"""

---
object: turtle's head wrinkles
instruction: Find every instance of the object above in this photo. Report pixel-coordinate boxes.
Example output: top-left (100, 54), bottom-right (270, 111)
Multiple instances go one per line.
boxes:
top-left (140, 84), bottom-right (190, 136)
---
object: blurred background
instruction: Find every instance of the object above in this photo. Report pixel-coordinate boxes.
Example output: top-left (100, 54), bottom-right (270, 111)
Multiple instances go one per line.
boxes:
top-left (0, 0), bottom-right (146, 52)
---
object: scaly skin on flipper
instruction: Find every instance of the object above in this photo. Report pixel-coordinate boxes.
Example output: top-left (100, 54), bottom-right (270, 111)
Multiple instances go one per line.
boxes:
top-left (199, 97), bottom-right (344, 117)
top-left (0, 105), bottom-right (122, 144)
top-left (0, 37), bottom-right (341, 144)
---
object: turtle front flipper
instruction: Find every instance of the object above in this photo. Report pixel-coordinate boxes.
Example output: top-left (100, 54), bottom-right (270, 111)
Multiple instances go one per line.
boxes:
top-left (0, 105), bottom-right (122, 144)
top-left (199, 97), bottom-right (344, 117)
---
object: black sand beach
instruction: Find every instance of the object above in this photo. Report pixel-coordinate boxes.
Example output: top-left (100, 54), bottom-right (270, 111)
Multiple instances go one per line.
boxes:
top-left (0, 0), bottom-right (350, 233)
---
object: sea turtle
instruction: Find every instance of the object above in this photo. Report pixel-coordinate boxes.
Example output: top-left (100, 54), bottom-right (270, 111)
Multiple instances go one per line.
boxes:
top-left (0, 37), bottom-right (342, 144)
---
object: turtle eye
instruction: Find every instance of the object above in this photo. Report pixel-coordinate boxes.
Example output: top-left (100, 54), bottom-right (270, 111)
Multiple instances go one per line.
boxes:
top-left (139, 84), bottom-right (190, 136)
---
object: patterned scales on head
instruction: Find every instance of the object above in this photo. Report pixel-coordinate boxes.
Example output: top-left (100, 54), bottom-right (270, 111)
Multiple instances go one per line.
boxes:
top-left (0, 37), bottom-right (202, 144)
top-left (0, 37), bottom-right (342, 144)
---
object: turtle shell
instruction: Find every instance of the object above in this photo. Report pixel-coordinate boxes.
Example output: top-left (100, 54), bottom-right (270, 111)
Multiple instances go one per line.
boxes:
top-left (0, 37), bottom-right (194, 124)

"""

Arrange every line of the items above as a JSON list of strings, one string per line, leaving out any blank lines.

[
  "---",
  "object: turtle's head wrinkles",
  "instruction: Find every instance of the object above in this photo. Report pixel-coordinate boxes.",
  "Example output: top-left (100, 54), bottom-right (270, 111)",
  "Multiple instances go one per line.",
  "boxes:",
  "top-left (140, 84), bottom-right (190, 136)",
  "---",
  "object: blurred background",
  "instruction: Find every instance of the object above in this photo. Report pixel-coordinate boxes.",
  "Example output: top-left (100, 54), bottom-right (270, 111)",
  "Multiple instances go one per line.",
  "boxes:",
  "top-left (0, 0), bottom-right (146, 52)",
  "---",
  "object: scaly skin on flipper",
  "instruction: Find every instance of the object above in this photo. Report pixel-coordinate boxes.",
  "Example output: top-left (100, 54), bottom-right (270, 111)",
  "Multiple instances go one per line.",
  "boxes:",
  "top-left (199, 97), bottom-right (344, 117)",
  "top-left (0, 105), bottom-right (122, 144)",
  "top-left (0, 37), bottom-right (341, 144)",
  "---",
  "object: turtle front flipper",
  "instruction: Find every instance of the object above in this photo. Report pixel-coordinate boxes.",
  "Example output: top-left (100, 54), bottom-right (270, 111)",
  "Multiple instances go one per line.",
  "boxes:",
  "top-left (0, 105), bottom-right (122, 144)",
  "top-left (199, 97), bottom-right (344, 117)",
  "---",
  "object: black sand beach",
  "instruction: Find every instance of the object above in this photo. Report pixel-coordinate boxes.",
  "Example output: top-left (100, 54), bottom-right (270, 111)",
  "Multiple instances go one per line.",
  "boxes:",
  "top-left (0, 0), bottom-right (350, 233)",
  "---",
  "object: sea turtle",
  "instruction: Find every instance of the object above in this photo. Report pixel-coordinate boxes.",
  "Example output: top-left (100, 54), bottom-right (270, 111)",
  "Multiple instances go one per line.",
  "boxes:",
  "top-left (0, 37), bottom-right (342, 144)",
  "---",
  "object: turtle eye",
  "instruction: Find every instance of the object above in this photo. Report pixel-coordinate boxes.",
  "Example output: top-left (100, 54), bottom-right (270, 111)",
  "Multiple instances go one per line.",
  "boxes:",
  "top-left (139, 84), bottom-right (190, 136)",
  "---",
  "object: patterned scales on head",
  "instruction: Find every instance of the object above in this photo. Report pixel-coordinate boxes.",
  "Example output: top-left (100, 54), bottom-right (270, 111)",
  "Multiple instances go one per line.",
  "boxes:",
  "top-left (0, 37), bottom-right (202, 144)",
  "top-left (0, 37), bottom-right (342, 144)",
  "---",
  "object: turtle shell",
  "instruction: Find every instance of the object above in this photo. Report pixel-coordinate boxes.",
  "Example output: top-left (100, 54), bottom-right (270, 111)",
  "Multiple instances go one per line.",
  "boxes:",
  "top-left (0, 37), bottom-right (194, 124)"
]